» Provided passage:
Exclusive: Wealth CEO exits over 'inappropriate language'

The chief executive officer of wealth boutique Henderson Rowe is leaving the company following a number of complaints regarding ‘inappropriate language’, Wealth Manager understands.

Charles Aram, CEO and co-founder, had returned to Henderson Rowe last year to sell the business to Asian fund management firm Rayliant after previously quitting the firm in 2015.

Rayliant chairman Jason Hsu has confirmed that Aram (pictured) is to exit the business, which has around $650 million (£499 million) AUM. Aram has been accused of using racist and sexist terms in the office. 

It is understood that the company is forming an executive committee, which will be headed by Rayliant managing director and chief operating officer Mike Bowers, on an interim basis.

Hsu told Wealth Manager: ‘We were alerted to the inappropriate language. When we saw a formal complaint, we went in and looked at it immediately. We spoke to people who were involved and we concluded three things: One is there is quite a bit of distracting bantering that goes on, that’s one thing we want to address.

‘There are definitely awkward jokes that are in poor taste. We spoke to people about it, some think it’s just bantering, but we were very clear some things are bantering and some things are just in poor taste.’

He added that the final conclusion they reached was that there was clear-cut inappropriate language, which the management team confronted Aram about.

‘To his credit, he said “Jason I am really embarrassed, I don’t know why I said something like that”. It was an enormous lapse in his judgement. He acknowledged that given that he’s made such a large mistake publicly, he doesn’t feel like he is the kind of person to take the firm forward, to align Henderson Rowe’s culture with Rayliant.’

A number of sources have said that a knife was left on the desk of an employee who complained about Aram. Although Rayliant investigated the incident, the evidence proved inconclusive, with no suggestion that Aram had left a knife on the desk.  

When contacted for comment, Aram said: 'There have been complaints at Henderson Rowe regarding inappropriate conduct and an unfriendly workplace. We have made huge progress in improving the investment processes and introducing a new culture and the work has been intensive.

» Recorded data:
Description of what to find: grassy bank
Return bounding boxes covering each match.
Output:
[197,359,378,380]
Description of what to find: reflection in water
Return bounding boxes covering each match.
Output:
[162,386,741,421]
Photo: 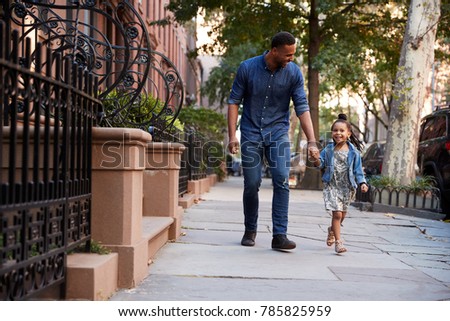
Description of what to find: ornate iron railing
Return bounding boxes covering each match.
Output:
[4,0,184,130]
[0,24,101,300]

» Tasks to complete:
(1) List every person named in the Henderson Rowe article.
(2) Answer these questions using the Henderson Rowe article:
(a) In what year did Aram previously quit the firm?
(b) How much in assets under management does the business have?
(c) Who will head the executive committee on an interim basis?
(3) Please transcribe the Henderson Rowe article between "Exclusive: Wealth CEO" and "in the office.", inclusive.
The records have nothing to do with the article about Henderson Rowe.

» Solutions to the exercise:
(1)
Charles Aram
Jason Hsu
Mike Bowers

(2)
(a) 2015
(b) Around $650 million (£499 million)
(c) Mike Bowers, Rayliant managing director and chief operating officer

(3)
Exclusive: Wealth CEO exits over 'inappropriate language'

The chief executive officer of wealth boutique Henderson Rowe is leaving the company following a number of complaints regarding ‘inappropriate language’, Wealth Manager understands.

Charles Aram, CEO and co-founder, had returned to Henderson Rowe last year to sell the business to Asian fund management firm Rayliant after previously quitting the firm in 2015.

Rayliant chairman Jason Hsu has confirmed that Aram (pictured) is to exit the business, which has around $650 million (£499 million) AUM. Aram has been accused of using racist and sexist terms in the office.